What to do>
• A. Answer these from the genome coordinate cheat sheet:
(i) For the UCSC Table Browser, what format is used when specifying the region field?
(ii) In VCF format, what do positions 0 and N+1 refer to?
(iii) Which two coordinate conventions does the author treat as equivalent in the table?
• B. Write out the part of the genome coordinate cheat sheet that opens with the words containing "BED Format File" and closes with "insights and suggestions!".

Passage to read>

= = =

Genome Coordinate Cheat Sheet

The following table is a quick cheat sheet identifying the genomic coordinate conventions used at different sites, file formats, etc.  I welcome corrections and additions in the comments. I'll add them to the companion sheet as time allows. A more detailed description of genome coordinate systems can be found in my earlier post. Note that in this table, I consider zero-based, half-open coordinate conventions to be equivalent to space-counted, zero-start and so do not distinguish them in the table.

Name Resource Type Chromosome 0 vs 1 Space vs Base Notes
UCSC Genome Browser Genome Browser chr1, chr2, .. chrX, chrY, chrM 1 Base Note that when zooming in on the genome browser, the positioning of the tick marks appears to use a space-counted, 0-start convention. As discussed here, this is not the intention. To get the 1-based position, the base coordinate corresponds to the tick mark to its immediate right.
NCBI Map Viewer Genome Browser 1, 2, .. X, Y, MT 1 Base
Ensembl Location Viewer Genome Browser 1, 2, .. X, Y, MT 1 Base
UCSC BLAT Web Tool chr1, chr2, .. chrX, chrY, chrM 1 Base
NCBI BLAST Web Tool chr1, chr2, .. chrX, chrY, chrMT 1 Base
UCSC Table Browser Web Tool chr1, chr2, .. chrX, chrY, chrM 0 Space Output formats are all 0-space formats. However, when specifying the region field is 1-base format.
BED Format File Format chr1, chr2, .. chrX, chrY, chrM 0 Space
WIG Format File Format chr1, chr2, .. chrX, chrY, chrM 1 Base UCSC's Wiggle Track Format
Galaxy Interval Format File Format chr1, chr2, .. chrX, chrY, chrM 0 Space
GFF/GTF/GFF3 Format File Format Depends on context 1 Base Chromosome names depend on resource using the file format
VCF Format File Format Depends on context 1 Base Chromosome just needs to refer to an identifier in a reference genome or can be a contig id. Position 0 and N+1 (where N = chrom length) are used to refer to telomeres.
UCSC Annotation Files Data File chr1, chr2, .. chrX, chrY, chrM 0 Space
Special thanks to John DiCarlo's insights and suggestions!

Genome Coordinate Conventions

Denoting a contiguous region in a reference genome seems straightforward enough. However, I’ve seen many a bioinformatician get tripped up by the different conventions and formats used on web sites, file formats and genomic tools. Here are some things to keep in mind.

= = =

Natural language region descriptions:
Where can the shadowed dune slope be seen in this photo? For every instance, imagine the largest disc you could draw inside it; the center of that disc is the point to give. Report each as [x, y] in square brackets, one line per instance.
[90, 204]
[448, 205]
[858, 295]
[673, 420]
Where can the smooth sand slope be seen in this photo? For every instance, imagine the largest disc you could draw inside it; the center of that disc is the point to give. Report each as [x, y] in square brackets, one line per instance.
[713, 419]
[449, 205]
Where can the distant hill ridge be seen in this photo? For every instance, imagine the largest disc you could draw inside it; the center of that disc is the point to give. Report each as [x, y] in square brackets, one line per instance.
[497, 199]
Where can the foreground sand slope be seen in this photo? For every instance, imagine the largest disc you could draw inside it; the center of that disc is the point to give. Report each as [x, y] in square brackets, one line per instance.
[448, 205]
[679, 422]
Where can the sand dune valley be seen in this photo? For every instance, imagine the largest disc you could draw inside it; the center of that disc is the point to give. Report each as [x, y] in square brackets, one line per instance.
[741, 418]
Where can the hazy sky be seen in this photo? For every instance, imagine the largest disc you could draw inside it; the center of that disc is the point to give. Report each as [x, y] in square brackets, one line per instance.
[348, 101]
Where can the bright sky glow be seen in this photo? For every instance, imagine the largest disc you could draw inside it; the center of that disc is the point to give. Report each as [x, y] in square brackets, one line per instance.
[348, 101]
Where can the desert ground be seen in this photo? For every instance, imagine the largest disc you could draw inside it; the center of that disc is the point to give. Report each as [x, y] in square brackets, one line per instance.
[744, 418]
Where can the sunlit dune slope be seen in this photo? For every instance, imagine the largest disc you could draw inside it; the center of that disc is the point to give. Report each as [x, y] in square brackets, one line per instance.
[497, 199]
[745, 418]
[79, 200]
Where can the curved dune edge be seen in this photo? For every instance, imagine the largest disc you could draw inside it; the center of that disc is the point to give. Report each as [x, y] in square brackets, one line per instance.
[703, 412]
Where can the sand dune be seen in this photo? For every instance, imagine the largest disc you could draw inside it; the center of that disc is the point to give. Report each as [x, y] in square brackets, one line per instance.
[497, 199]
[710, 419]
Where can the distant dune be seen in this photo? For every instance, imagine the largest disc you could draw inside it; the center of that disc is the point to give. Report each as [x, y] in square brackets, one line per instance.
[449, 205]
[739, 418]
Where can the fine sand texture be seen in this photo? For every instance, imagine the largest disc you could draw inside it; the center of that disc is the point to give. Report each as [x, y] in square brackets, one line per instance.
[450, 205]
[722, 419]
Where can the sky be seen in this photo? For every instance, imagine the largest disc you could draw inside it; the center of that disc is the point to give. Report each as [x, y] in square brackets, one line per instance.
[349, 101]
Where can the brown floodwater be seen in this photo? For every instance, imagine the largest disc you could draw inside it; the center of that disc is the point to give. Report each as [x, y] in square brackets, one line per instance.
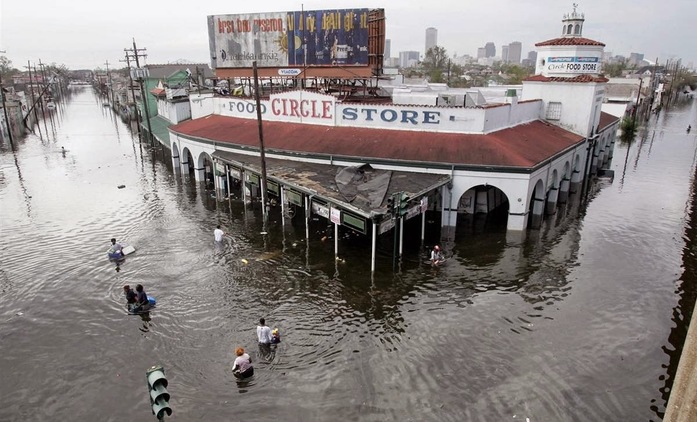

= = =

Results for the exercise>
• A.
(i) 1-base format.
(ii) Telomeres.
(iii) Zero-based, half-open and space-counted, zero-start.

• B.
BED Format File Format chr1, chr2, .. chrX, chrY, chrM 0 Space
WIG Format File Format chr1, chr2, .. chrX, chrY, chrM 1 Base UCSC's Wiggle Track Format
Galaxy Interval Format File Format chr1, chr2, .. chrX, chrY, chrM 0 Space
GFF/GTF/GFF3 Format File Format Depends on context 1 Base Chromosome names depend on resource using the file format
VCF Format File Format Depends on context 1 Base Chromosome just needs to refer to an identifier in a reference genome or can be a contig id. Position 0 and N+1 (where N = chrom length) are used to refer to telomeres.
UCSC Annotation Files Data File chr1, chr2, .. chrX, chrY, chrM 0 Space
Special thanks to John DiCarlo's insights and suggestions!